What you are asked to do: The data below is to be set down exactly.
[Exercise inputs Boundary: Start]
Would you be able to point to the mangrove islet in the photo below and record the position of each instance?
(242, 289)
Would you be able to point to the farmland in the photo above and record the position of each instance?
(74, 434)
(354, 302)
[Exercise inputs Boundary: End]
Response below:
Would you be able to point to the mangrove islet in the photo below and record the position of each instance?
(242, 289)
Would you be able to point to the farmland in the photo above and record the position of each instance?
(74, 434)
(354, 302)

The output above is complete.